● Dataset records about object locations
-- Start --

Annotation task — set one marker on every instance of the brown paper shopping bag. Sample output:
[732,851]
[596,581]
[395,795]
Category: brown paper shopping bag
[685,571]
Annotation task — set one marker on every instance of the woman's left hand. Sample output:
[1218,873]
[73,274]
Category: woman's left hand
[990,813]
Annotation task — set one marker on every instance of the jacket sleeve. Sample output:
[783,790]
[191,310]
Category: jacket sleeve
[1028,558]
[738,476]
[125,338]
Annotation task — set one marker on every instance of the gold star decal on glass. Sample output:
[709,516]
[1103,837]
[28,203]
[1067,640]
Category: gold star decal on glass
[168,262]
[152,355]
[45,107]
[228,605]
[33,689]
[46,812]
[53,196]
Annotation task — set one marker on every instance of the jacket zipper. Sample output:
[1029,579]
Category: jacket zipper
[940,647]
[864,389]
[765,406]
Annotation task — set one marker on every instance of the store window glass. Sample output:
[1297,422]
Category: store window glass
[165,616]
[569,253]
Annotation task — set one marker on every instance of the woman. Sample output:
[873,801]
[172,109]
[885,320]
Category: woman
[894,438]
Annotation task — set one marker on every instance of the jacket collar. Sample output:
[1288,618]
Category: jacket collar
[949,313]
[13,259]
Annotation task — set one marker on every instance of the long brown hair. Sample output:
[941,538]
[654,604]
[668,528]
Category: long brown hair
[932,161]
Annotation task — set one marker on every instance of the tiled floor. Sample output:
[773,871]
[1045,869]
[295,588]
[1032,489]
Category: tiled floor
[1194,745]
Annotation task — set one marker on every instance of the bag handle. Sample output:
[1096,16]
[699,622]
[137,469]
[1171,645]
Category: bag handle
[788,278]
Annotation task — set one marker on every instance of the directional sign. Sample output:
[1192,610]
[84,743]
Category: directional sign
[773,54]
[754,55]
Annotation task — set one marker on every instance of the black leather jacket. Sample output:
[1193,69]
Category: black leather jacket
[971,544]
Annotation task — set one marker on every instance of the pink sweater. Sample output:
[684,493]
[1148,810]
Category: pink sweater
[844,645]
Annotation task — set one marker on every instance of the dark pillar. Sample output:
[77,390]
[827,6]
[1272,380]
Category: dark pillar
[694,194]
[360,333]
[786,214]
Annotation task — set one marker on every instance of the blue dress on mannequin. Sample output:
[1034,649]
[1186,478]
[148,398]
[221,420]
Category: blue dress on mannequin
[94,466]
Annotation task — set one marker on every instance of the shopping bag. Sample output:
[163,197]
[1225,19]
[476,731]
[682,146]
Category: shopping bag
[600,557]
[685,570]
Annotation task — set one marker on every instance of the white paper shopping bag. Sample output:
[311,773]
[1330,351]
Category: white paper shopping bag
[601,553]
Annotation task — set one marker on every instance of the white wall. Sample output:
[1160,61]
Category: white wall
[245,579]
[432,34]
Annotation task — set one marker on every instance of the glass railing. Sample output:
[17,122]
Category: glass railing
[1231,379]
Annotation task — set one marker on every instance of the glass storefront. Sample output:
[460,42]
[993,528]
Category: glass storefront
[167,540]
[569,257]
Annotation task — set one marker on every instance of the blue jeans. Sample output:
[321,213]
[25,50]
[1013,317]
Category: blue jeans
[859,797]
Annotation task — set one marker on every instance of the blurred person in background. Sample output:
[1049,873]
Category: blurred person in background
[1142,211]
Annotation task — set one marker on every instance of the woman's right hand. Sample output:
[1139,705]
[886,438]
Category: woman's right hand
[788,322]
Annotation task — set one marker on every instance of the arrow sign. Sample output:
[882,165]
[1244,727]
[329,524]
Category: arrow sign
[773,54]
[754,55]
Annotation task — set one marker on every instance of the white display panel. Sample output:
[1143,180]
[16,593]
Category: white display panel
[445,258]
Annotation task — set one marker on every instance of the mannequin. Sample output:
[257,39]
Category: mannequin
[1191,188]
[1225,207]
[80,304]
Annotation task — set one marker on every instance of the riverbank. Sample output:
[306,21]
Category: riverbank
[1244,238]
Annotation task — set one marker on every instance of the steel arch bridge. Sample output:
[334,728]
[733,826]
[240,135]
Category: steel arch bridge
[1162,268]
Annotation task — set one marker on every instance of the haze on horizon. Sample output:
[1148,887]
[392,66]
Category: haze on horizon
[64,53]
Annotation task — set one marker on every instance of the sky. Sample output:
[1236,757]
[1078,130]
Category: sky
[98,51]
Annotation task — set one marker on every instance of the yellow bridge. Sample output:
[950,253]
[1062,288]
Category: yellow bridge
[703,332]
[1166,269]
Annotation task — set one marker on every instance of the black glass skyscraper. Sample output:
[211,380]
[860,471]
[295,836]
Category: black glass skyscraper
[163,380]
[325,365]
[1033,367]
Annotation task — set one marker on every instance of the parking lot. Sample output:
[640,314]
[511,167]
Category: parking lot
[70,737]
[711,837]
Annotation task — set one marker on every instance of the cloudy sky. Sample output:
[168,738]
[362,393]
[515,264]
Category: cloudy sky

-- End --

● The exercise
Copy exactly, word for word, the line with "of the arrow" through the final line of the listing.

● Complete output
Annotation task — set one marker on every instance of the arrow sign. Sample output:
[882,165]
[1244,727]
[329,524]
Category: arrow sign
[773,54]
[754,55]
Annotation task — set one marker on every instance of the white display panel. Sample output:
[1143,180]
[16,593]
Category: white display panel
[445,258]
Annotation task — set one marker on every instance of the mannequin. Sample output:
[257,39]
Category: mannequin
[1191,188]
[1225,207]
[80,304]
Annotation task — set one marker on every instance of the riverbank. Sample output:
[306,21]
Category: riverbank
[1244,238]
Annotation task — set one marker on every instance of the steel arch bridge. Sample output:
[334,728]
[733,826]
[240,135]
Category: steel arch bridge
[1162,268]
Annotation task — set one marker on every instance of the haze on horizon. Sample output:
[1148,887]
[392,66]
Category: haze on horizon
[64,53]
Annotation task — set one marker on every instance of the sky. Sample output:
[1236,757]
[1078,130]
Category: sky
[98,51]
Annotation task — set one marker on every instance of the yellow bridge. Sample output:
[950,253]
[1062,288]
Category: yellow bridge
[703,332]
[1166,269]
Annotation task — set one marker on every instance of the black glass skyscraper. Sample output:
[211,380]
[860,471]
[295,836]
Category: black glass skyscraper
[163,380]
[325,365]
[1033,367]
Annotation task — set one marker on every instance of the parking lot. Sample output:
[640,314]
[511,167]
Category: parking lot
[70,737]
[711,837]
Annotation task — set one marker on every instance of the cloudy sky. Sample output:
[168,738]
[362,393]
[515,264]
Category: cloudy sky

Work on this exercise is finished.